Source records>
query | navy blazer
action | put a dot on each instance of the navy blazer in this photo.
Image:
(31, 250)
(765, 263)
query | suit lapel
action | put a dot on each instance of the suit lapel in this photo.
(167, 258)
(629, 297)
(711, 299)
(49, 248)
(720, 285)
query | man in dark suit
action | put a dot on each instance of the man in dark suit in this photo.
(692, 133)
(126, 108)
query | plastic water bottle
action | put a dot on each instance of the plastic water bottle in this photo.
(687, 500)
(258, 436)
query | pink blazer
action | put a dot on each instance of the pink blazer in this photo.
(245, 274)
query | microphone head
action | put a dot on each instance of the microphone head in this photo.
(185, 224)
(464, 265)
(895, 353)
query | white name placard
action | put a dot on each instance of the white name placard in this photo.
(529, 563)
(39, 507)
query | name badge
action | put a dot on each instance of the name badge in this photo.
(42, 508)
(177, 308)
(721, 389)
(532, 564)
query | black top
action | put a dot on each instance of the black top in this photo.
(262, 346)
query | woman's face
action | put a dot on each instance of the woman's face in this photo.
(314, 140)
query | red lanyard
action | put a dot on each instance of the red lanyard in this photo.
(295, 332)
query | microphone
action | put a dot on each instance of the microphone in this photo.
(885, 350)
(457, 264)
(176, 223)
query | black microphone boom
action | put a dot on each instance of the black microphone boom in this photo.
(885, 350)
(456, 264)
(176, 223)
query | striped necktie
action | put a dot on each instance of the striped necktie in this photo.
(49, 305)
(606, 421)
...
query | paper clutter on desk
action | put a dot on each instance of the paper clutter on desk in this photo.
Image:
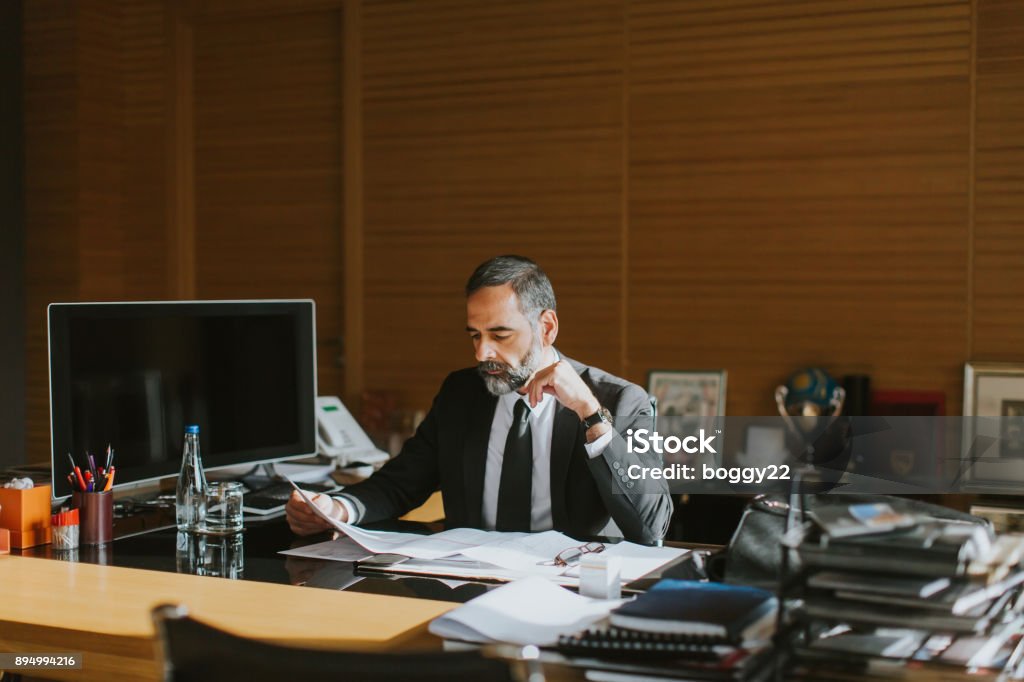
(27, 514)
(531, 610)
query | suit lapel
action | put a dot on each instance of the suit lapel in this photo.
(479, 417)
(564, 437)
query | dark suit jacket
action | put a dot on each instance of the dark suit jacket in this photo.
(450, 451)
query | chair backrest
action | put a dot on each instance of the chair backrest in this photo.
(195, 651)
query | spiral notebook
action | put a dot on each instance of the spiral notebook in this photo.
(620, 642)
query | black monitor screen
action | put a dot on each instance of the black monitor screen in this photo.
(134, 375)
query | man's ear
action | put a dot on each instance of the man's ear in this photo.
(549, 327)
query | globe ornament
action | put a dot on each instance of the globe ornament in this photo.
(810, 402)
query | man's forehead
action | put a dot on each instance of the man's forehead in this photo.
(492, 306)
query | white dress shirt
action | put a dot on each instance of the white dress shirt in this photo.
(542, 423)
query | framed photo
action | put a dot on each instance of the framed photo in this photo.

Goal of the exercise> Rewrite the lines above as a numbered list, starting at the line containing "query | spiral notebook" and ending at the line containing "action | put a dot on each instance of the framed", both included. Leave out any blank lines.

Response below>
1. query | spiral notebook
2. action | put a dot on each instance of the spiral notebook in this photo.
3. (620, 642)
4. query | black monitor screen
5. action | put a dot on each instance of the black monitor screen in this photo.
6. (134, 375)
7. query | man's ear
8. action | put a dot on each instance of the man's ear in this photo.
9. (549, 327)
10. query | globe ornament
11. action | put a dot on each instance of the globe ornament in this photo.
12. (810, 402)
13. query | man's forehead
14. action | put a dot on each instance of the man's forehead in this photo.
15. (492, 306)
16. query | white dress shirt
17. action | put a dot on each instance of the white dress shirt in this photo.
18. (542, 423)
19. query | framed photo
20. action | put a dot on each instance of the framed photo in this photo.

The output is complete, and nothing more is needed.